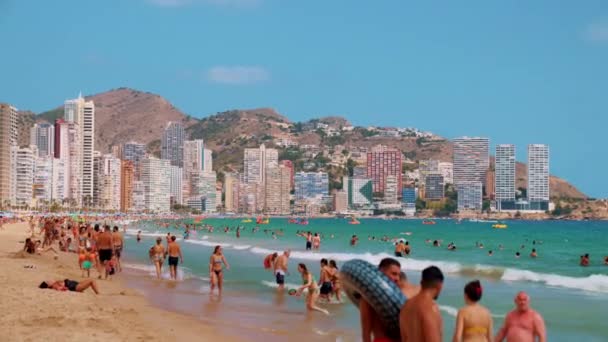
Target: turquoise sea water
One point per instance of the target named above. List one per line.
(573, 299)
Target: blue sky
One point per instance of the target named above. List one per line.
(515, 71)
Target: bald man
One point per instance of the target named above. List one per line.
(522, 324)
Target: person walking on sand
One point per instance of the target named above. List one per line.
(420, 319)
(157, 255)
(523, 323)
(280, 268)
(473, 322)
(309, 283)
(215, 268)
(175, 256)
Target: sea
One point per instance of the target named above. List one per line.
(572, 299)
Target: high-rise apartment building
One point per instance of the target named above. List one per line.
(359, 191)
(155, 176)
(470, 195)
(256, 161)
(172, 144)
(383, 164)
(176, 185)
(504, 172)
(278, 185)
(127, 174)
(538, 177)
(197, 157)
(434, 187)
(391, 190)
(8, 139)
(311, 185)
(42, 187)
(471, 159)
(42, 135)
(23, 174)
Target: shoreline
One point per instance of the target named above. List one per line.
(117, 313)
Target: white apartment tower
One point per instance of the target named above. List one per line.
(505, 177)
(8, 139)
(471, 159)
(155, 176)
(256, 161)
(42, 136)
(538, 176)
(172, 144)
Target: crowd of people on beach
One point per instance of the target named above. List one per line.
(99, 247)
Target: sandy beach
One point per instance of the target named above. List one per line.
(116, 314)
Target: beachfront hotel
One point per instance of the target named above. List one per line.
(42, 135)
(505, 177)
(538, 177)
(381, 164)
(471, 162)
(155, 176)
(172, 144)
(8, 139)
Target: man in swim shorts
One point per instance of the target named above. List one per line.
(325, 280)
(372, 328)
(523, 323)
(105, 245)
(280, 268)
(419, 319)
(69, 285)
(175, 255)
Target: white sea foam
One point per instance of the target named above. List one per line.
(593, 283)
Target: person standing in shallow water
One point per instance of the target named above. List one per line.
(215, 268)
(473, 322)
(523, 323)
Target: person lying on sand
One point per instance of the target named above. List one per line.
(70, 285)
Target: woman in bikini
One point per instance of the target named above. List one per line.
(308, 282)
(215, 268)
(336, 285)
(473, 322)
(157, 255)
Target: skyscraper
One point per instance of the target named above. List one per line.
(256, 161)
(126, 185)
(23, 173)
(8, 139)
(311, 185)
(155, 177)
(278, 186)
(538, 177)
(172, 144)
(471, 159)
(382, 164)
(42, 135)
(505, 177)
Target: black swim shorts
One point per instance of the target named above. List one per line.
(326, 288)
(105, 255)
(173, 261)
(280, 278)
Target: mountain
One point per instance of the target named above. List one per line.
(125, 114)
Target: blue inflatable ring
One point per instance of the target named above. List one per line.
(360, 279)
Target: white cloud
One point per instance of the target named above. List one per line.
(225, 3)
(238, 75)
(597, 32)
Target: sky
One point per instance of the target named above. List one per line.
(517, 72)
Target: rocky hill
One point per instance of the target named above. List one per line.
(126, 114)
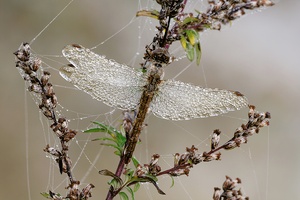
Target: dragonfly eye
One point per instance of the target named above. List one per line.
(160, 56)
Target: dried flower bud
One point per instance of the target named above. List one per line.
(86, 192)
(36, 64)
(215, 139)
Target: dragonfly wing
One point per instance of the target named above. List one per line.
(112, 83)
(181, 101)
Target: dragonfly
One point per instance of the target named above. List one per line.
(125, 88)
(120, 86)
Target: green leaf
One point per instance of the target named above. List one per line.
(192, 36)
(183, 42)
(45, 194)
(172, 178)
(198, 52)
(136, 187)
(123, 196)
(189, 20)
(131, 192)
(190, 52)
(93, 130)
(146, 13)
(135, 161)
(106, 172)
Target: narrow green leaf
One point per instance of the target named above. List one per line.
(135, 161)
(183, 42)
(136, 187)
(146, 13)
(192, 36)
(189, 20)
(45, 194)
(131, 192)
(123, 196)
(198, 52)
(106, 172)
(172, 178)
(190, 52)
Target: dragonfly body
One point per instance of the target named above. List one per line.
(120, 86)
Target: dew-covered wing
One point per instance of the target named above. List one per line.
(112, 83)
(181, 101)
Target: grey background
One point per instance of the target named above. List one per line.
(257, 56)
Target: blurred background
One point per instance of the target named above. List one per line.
(257, 55)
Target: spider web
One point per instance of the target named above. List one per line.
(111, 29)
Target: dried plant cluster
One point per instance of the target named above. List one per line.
(28, 66)
(174, 25)
(229, 190)
(185, 161)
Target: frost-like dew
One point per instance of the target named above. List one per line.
(120, 86)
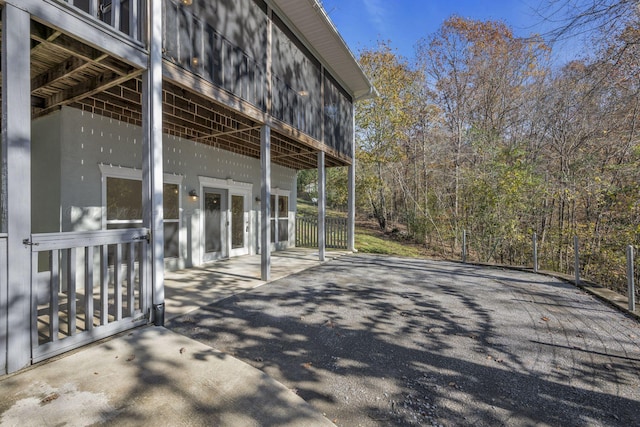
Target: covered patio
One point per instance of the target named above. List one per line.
(189, 289)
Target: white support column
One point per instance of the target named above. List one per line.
(322, 203)
(351, 198)
(152, 158)
(16, 159)
(265, 202)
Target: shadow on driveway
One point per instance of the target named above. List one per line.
(371, 340)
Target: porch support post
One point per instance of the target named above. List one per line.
(322, 203)
(16, 194)
(351, 198)
(265, 205)
(152, 176)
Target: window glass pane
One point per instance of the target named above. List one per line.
(124, 199)
(124, 17)
(171, 201)
(283, 207)
(273, 206)
(212, 221)
(237, 222)
(104, 8)
(273, 231)
(82, 4)
(283, 230)
(171, 239)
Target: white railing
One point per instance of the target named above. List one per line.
(125, 16)
(86, 286)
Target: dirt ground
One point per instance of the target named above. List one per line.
(379, 341)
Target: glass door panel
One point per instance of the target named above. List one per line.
(213, 221)
(237, 222)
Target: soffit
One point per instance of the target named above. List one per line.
(312, 23)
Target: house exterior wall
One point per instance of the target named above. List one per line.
(76, 146)
(46, 174)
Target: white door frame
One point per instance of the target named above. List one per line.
(233, 188)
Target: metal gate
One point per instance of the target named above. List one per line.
(87, 286)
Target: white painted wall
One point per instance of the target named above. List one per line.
(84, 141)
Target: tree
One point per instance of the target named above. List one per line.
(382, 123)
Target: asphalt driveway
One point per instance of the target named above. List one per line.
(375, 341)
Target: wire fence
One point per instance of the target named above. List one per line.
(307, 232)
(614, 269)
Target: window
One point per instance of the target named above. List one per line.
(279, 218)
(171, 205)
(123, 203)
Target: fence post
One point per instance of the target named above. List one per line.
(577, 259)
(464, 246)
(630, 279)
(534, 241)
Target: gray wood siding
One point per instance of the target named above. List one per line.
(225, 42)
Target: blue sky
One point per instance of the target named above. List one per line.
(363, 22)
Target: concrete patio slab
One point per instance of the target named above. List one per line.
(150, 375)
(189, 289)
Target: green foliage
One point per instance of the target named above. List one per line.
(480, 135)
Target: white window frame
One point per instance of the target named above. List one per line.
(278, 192)
(233, 188)
(123, 172)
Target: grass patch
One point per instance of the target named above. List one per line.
(369, 238)
(375, 242)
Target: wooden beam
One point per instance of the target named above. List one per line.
(63, 17)
(86, 89)
(58, 72)
(230, 132)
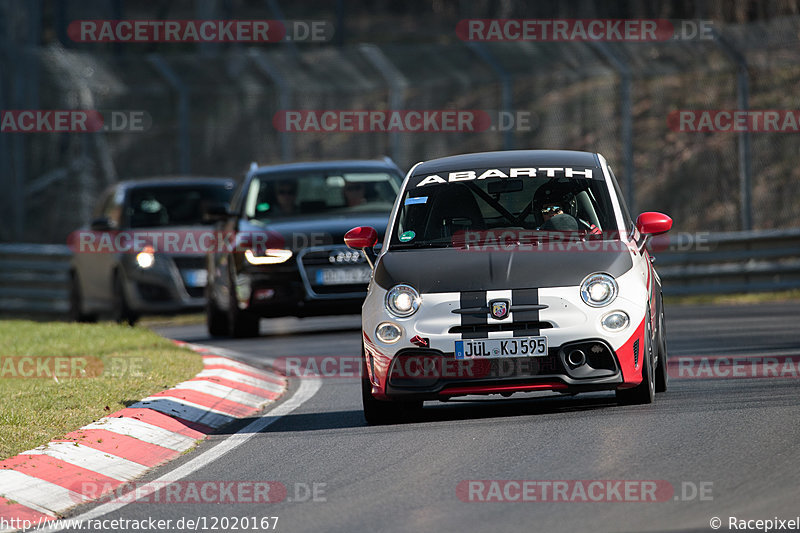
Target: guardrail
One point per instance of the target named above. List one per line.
(34, 278)
(731, 262)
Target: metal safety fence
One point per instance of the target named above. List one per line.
(34, 279)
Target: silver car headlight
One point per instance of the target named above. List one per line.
(402, 300)
(598, 290)
(146, 258)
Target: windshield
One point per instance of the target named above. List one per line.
(337, 192)
(441, 214)
(183, 205)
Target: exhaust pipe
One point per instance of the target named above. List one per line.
(576, 358)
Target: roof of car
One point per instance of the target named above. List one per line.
(167, 181)
(509, 158)
(328, 165)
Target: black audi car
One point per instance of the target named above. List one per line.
(285, 253)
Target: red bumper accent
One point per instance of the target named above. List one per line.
(493, 389)
(631, 374)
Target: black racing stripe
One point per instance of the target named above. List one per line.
(525, 297)
(473, 299)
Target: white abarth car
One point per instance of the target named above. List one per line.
(506, 272)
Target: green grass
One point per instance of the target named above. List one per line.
(735, 299)
(116, 366)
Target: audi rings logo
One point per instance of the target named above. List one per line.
(345, 257)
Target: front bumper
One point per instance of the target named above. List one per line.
(173, 284)
(428, 374)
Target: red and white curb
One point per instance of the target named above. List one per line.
(41, 484)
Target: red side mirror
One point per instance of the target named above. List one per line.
(653, 223)
(361, 237)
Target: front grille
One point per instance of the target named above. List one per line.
(152, 293)
(184, 262)
(503, 326)
(334, 258)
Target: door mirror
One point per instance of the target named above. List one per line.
(363, 238)
(216, 212)
(653, 223)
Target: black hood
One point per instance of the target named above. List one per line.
(300, 233)
(457, 270)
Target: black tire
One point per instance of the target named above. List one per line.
(241, 324)
(76, 313)
(121, 311)
(378, 412)
(645, 392)
(662, 369)
(216, 318)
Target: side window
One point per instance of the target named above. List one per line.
(626, 215)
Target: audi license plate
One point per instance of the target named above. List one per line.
(499, 348)
(343, 276)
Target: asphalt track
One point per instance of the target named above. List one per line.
(737, 439)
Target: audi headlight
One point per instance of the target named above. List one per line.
(146, 258)
(402, 300)
(272, 256)
(598, 290)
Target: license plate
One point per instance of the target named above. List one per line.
(499, 348)
(195, 278)
(343, 276)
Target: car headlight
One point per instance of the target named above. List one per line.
(402, 300)
(388, 332)
(598, 290)
(146, 258)
(272, 256)
(615, 320)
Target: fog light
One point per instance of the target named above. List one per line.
(145, 258)
(388, 333)
(263, 294)
(615, 320)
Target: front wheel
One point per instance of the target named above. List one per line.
(216, 318)
(645, 392)
(121, 311)
(662, 375)
(241, 324)
(76, 313)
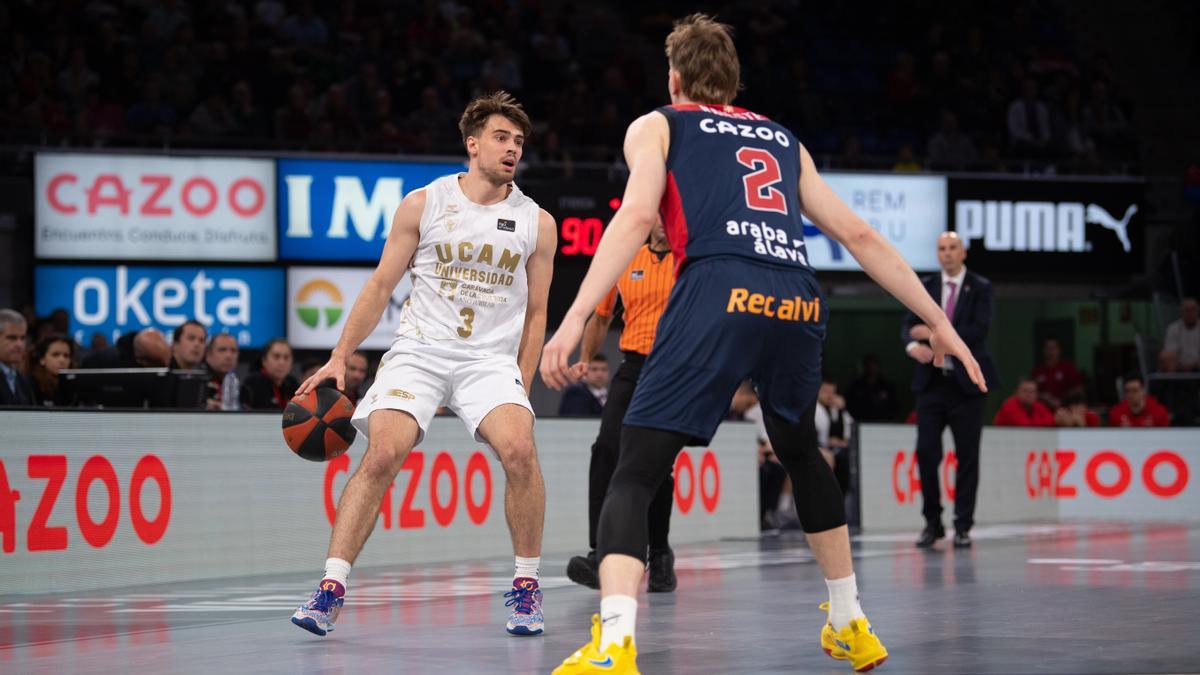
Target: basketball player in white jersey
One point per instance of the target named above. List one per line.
(480, 255)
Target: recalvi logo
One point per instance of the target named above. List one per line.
(1037, 226)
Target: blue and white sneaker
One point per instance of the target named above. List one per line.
(525, 598)
(321, 611)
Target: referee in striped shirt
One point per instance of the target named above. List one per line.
(643, 290)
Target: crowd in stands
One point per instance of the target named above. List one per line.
(31, 370)
(993, 87)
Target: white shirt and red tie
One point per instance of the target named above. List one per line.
(951, 288)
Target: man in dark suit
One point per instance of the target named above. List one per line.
(946, 395)
(15, 388)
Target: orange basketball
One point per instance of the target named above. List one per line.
(317, 426)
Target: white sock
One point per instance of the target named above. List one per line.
(843, 601)
(337, 569)
(618, 615)
(528, 567)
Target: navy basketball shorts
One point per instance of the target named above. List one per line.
(729, 320)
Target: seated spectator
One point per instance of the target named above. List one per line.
(1139, 407)
(309, 368)
(15, 388)
(833, 424)
(187, 346)
(221, 360)
(949, 148)
(143, 348)
(1024, 408)
(1181, 353)
(1074, 412)
(1029, 123)
(905, 161)
(587, 396)
(871, 398)
(1056, 377)
(1181, 345)
(43, 363)
(357, 366)
(271, 386)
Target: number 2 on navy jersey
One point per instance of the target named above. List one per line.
(761, 196)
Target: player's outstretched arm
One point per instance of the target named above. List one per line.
(882, 262)
(539, 270)
(397, 252)
(646, 153)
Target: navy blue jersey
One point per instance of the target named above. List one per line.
(732, 179)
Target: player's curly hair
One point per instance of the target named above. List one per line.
(701, 51)
(474, 118)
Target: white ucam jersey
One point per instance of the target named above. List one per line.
(469, 282)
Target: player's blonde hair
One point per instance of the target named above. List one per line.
(474, 118)
(701, 51)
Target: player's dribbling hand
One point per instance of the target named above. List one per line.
(946, 341)
(556, 356)
(335, 368)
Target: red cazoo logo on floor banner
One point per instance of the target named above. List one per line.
(1039, 475)
(95, 499)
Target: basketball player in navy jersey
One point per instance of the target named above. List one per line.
(731, 186)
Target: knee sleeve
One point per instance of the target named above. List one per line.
(819, 500)
(646, 459)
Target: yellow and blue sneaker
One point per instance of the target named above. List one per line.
(525, 598)
(856, 643)
(588, 659)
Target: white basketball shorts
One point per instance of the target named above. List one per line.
(419, 377)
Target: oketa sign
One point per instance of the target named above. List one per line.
(112, 300)
(342, 210)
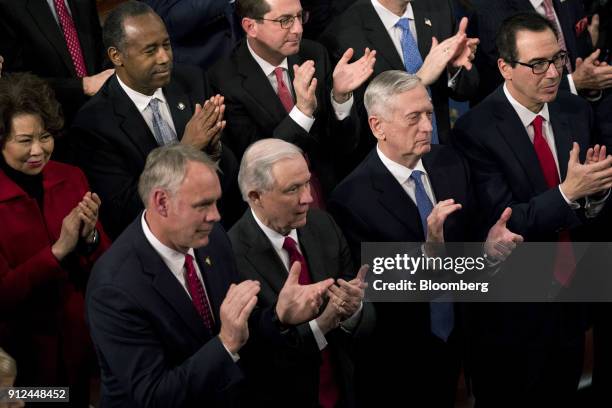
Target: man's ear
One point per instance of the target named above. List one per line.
(505, 69)
(115, 56)
(376, 127)
(160, 202)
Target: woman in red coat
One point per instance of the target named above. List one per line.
(49, 239)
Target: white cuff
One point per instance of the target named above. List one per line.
(303, 121)
(318, 334)
(342, 110)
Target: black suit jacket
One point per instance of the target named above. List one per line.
(152, 346)
(360, 27)
(485, 22)
(254, 111)
(506, 173)
(31, 40)
(277, 375)
(112, 141)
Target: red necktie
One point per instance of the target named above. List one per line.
(287, 100)
(328, 390)
(71, 37)
(565, 261)
(198, 295)
(549, 10)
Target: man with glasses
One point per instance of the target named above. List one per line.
(526, 144)
(277, 85)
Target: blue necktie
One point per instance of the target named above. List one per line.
(413, 62)
(441, 313)
(164, 135)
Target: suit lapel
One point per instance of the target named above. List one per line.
(393, 197)
(513, 132)
(261, 255)
(311, 247)
(42, 16)
(377, 35)
(168, 287)
(257, 85)
(130, 120)
(177, 98)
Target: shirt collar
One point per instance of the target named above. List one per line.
(388, 18)
(275, 238)
(174, 259)
(525, 115)
(141, 100)
(266, 67)
(399, 172)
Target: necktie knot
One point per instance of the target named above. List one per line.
(403, 23)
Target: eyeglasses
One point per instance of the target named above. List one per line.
(286, 22)
(540, 67)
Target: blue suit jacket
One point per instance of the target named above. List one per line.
(152, 346)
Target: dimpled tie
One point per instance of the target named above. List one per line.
(413, 62)
(549, 10)
(161, 129)
(565, 261)
(71, 37)
(328, 390)
(440, 313)
(198, 295)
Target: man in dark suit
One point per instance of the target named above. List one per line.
(374, 24)
(119, 126)
(33, 38)
(583, 73)
(278, 229)
(523, 143)
(306, 107)
(201, 31)
(167, 330)
(385, 200)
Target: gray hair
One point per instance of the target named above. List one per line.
(8, 366)
(166, 167)
(257, 162)
(380, 93)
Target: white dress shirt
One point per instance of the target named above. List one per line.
(593, 207)
(142, 104)
(342, 110)
(175, 261)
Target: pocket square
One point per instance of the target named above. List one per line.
(581, 26)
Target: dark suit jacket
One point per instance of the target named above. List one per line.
(201, 31)
(152, 346)
(488, 16)
(254, 111)
(31, 40)
(506, 173)
(360, 27)
(277, 375)
(112, 142)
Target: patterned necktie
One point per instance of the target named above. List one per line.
(71, 37)
(413, 62)
(161, 129)
(441, 313)
(284, 94)
(549, 12)
(198, 295)
(329, 393)
(565, 260)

++++

Work to be completed → Repeat exactly the lines above from the line that contains "Target: gray hair" through the end. Include both of these ends; leave out everything else.

Written answer →
Target: gray hair
One point per instance of the target named above. List one per line.
(8, 366)
(166, 167)
(257, 162)
(380, 93)
Target: white dress shirt
One point per instance of the target named above. List one per line.
(593, 207)
(142, 104)
(342, 110)
(175, 261)
Target: pocket square
One point per instance of the target named above. List one per line.
(581, 26)
Target: dark suit jacket
One point per instance of the target named above. List one per line.
(201, 31)
(152, 346)
(488, 16)
(254, 111)
(31, 40)
(506, 173)
(360, 27)
(277, 375)
(112, 142)
Target: patterned necktie
One point per instance of the target named above. List one per line.
(71, 37)
(413, 62)
(161, 129)
(441, 313)
(284, 94)
(549, 12)
(198, 295)
(329, 393)
(565, 260)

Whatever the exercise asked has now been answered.